## Input for this task
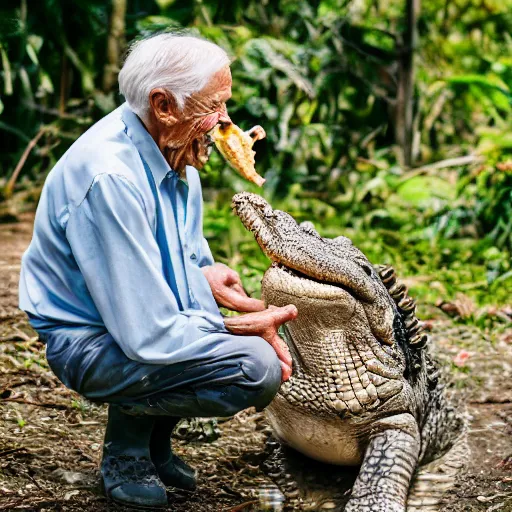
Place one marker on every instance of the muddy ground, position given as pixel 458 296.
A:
pixel 50 439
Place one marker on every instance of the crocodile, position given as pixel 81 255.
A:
pixel 365 390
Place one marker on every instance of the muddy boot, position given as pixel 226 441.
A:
pixel 128 475
pixel 172 470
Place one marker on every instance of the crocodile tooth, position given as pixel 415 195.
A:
pixel 407 305
pixel 410 322
pixel 415 329
pixel 389 388
pixel 340 406
pixel 419 341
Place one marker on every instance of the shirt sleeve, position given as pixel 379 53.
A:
pixel 206 255
pixel 116 251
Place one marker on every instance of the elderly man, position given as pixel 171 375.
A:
pixel 120 283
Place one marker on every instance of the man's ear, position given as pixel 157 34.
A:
pixel 164 107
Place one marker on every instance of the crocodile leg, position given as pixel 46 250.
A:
pixel 389 464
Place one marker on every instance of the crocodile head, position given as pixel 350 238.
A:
pixel 349 342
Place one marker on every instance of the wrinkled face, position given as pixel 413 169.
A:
pixel 183 132
pixel 343 340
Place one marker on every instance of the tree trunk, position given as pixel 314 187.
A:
pixel 404 125
pixel 115 44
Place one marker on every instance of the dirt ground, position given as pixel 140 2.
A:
pixel 50 439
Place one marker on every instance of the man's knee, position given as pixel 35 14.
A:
pixel 262 370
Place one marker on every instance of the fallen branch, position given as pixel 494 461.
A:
pixel 443 164
pixel 242 506
pixel 60 407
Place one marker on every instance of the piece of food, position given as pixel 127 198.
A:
pixel 235 146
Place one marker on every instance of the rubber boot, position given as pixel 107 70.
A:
pixel 128 475
pixel 172 470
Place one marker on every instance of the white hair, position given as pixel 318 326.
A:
pixel 180 64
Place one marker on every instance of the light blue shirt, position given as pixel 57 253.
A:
pixel 118 243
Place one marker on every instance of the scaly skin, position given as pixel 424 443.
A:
pixel 364 389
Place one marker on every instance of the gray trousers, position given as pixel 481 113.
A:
pixel 230 374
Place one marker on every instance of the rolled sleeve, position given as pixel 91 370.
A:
pixel 113 244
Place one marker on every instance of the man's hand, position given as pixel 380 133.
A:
pixel 228 291
pixel 265 324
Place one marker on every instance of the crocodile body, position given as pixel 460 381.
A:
pixel 365 390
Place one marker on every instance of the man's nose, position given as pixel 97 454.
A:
pixel 224 117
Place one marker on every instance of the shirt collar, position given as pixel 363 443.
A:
pixel 145 144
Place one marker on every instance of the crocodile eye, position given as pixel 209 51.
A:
pixel 367 269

## Set exercise
Copy out all the items with every "marker" swapped for "pin", changing nothing else and leaving out the pictures.

## Final result
Place one pin on every instance of the muddy ground, position given as pixel 458 296.
A:
pixel 50 439
Place one pin on every instance of the crocodile, position given as pixel 81 255.
A:
pixel 365 390
Place one pin on every instance of the muddy boot, position given as pixel 226 441.
A:
pixel 128 475
pixel 172 470
Place one pin on every instance of the crocodile tooth, position given as pixel 415 195.
A:
pixel 407 305
pixel 410 322
pixel 415 329
pixel 389 388
pixel 340 406
pixel 419 341
Place one pin on every instance of the shirt sleeve, position given as pixel 379 53.
A:
pixel 206 255
pixel 116 251
Place one pin on every instance of the elderly man, position given as pixel 171 375.
A:
pixel 120 283
Place one pin on every instance of the man's ear, position given as pixel 157 34.
A:
pixel 164 107
Place one pin on every instance of the crocodile leg, position given as pixel 46 250.
A:
pixel 389 464
Place one pin on every instance of the crocodile head, position given as pixel 350 238.
A:
pixel 349 342
Place one pin on every instance of the wrinkled face, position given as pixel 413 169.
A:
pixel 183 132
pixel 343 340
Place one pin on every instance of the tree trunk, position given as pixel 314 187.
A:
pixel 404 125
pixel 115 44
Place one pin on every instance of the dirt ground, position given as pixel 140 2.
A:
pixel 50 439
Place one pin on every instance of the man's knee, position given as pixel 35 14.
A:
pixel 262 370
Place one pin on every instance of the fallen branch, position given as pixel 494 461.
A:
pixel 443 164
pixel 242 506
pixel 60 407
Place one pin on every instance of the piece of food, position given as pixel 127 198.
A:
pixel 235 146
Place one pin on every instance of the rubber boot, position given as pixel 107 70.
A:
pixel 128 475
pixel 172 470
Place one pin on every instance of the white hair, position given as pixel 318 326.
A:
pixel 180 64
Place one pin on every instance of the light blue shirt, position given as pixel 57 253.
A:
pixel 118 243
Place one pin on every instance of the scaly skin, position given as pixel 424 443.
A:
pixel 364 389
Place one pin on every instance of the gray trousers, position given as pixel 481 113.
A:
pixel 230 374
Place one pin on every instance of the rolled sleeve, position given as pixel 91 370.
A:
pixel 113 244
Place one pin on every instance of the man's hand, position given as pixel 380 133.
A:
pixel 228 291
pixel 265 324
Place one pin on every instance of the crocodile body, position given as pixel 460 381.
A:
pixel 365 390
Place one pin on every instance of the man's nose, position given as pixel 97 454.
A:
pixel 224 117
Place one pin on every instance of the shirt collar, position given as pixel 363 443.
A:
pixel 145 144
Place one pin on every instance of the crocodile eye, position given as pixel 209 51.
A:
pixel 367 269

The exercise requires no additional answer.